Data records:
· · · ·

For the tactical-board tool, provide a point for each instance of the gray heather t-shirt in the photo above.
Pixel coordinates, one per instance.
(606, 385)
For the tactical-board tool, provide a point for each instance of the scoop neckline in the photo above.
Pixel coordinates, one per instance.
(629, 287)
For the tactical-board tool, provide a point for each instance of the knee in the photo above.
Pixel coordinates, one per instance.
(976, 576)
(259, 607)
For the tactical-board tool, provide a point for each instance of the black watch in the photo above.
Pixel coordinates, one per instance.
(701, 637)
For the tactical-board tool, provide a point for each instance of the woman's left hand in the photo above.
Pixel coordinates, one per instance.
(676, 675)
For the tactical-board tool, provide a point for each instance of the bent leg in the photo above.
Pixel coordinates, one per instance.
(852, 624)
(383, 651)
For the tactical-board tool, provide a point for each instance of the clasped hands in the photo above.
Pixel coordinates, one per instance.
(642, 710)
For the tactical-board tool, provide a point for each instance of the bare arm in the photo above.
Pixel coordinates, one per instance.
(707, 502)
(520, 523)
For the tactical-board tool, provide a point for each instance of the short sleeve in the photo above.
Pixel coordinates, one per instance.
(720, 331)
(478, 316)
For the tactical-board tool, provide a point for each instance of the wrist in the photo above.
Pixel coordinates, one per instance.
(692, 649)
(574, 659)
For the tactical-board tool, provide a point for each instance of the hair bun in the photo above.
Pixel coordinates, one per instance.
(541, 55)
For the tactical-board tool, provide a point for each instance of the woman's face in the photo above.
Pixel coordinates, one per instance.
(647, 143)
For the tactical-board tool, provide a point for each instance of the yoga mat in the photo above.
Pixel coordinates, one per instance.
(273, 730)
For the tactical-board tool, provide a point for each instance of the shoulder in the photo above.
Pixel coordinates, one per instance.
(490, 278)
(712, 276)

· · · ·

→ ACTIVITY:
Write the entries out a second time. Match them exactly.

→ RESULT FOR THIS EXERCISE:
For the tactical-board tool, provide a point for each instance of the gray heather t-shirt in the photo above.
Pixel coordinates, one per instance.
(606, 385)
For the tactical-board tool, provide a point for each instance of the scoop neckline in the photo above.
Pixel coordinates, one per instance.
(629, 287)
For the tactical-board tool, provide a point for each instance of the knee in the photo above.
Pixel coordinates, one per instance.
(976, 576)
(259, 607)
For the tactical-board tool, provide a point for each instance of the black watch in the photo above.
Pixel coordinates, one per instance.
(701, 637)
For the tactical-board tool, provide a point for each instance of the woman's left hand in the photo above.
Pixel coordinates, one per instance.
(676, 675)
For the tactical-board tool, provide a point for each instance of the bent leg in the photo above.
Pixel coordinates, one per instance.
(852, 624)
(383, 651)
For the tactical-board tool, provide a point for each instance of the clasped hands in the photo above.
Pixel coordinates, one per instance.
(642, 710)
For the tactical-board tool, provide a point for each instance of the bare arm in the photo above.
Pixel coordinates, one per instance.
(707, 502)
(520, 523)
For the tactical-board tool, provide a point for each instance of the short sleeve in the photo above.
Pixel coordinates, one per instance.
(720, 331)
(478, 316)
For the tactical-board tool, provide a point for each instance of the wrist in the photo above.
Pixel coordinates, one per instance.
(692, 649)
(574, 659)
For the tactical-board tool, provide a point for each instance of the hair bun in the photo above.
Pixel coordinates, one per instance.
(541, 55)
For the tactical-board tool, provide a point for each instance of the woman's face in the photo above.
Pixel coordinates, one per instance.
(647, 143)
For the tactical-board tool, provide a point for each instance of the yoga mat in the photo above.
Pixel coordinates, one per instance.
(273, 730)
For the tactical-board tool, provide a point for each instance of the shoulder in the photo above.
Pixel coordinates, one per instance.
(490, 278)
(712, 276)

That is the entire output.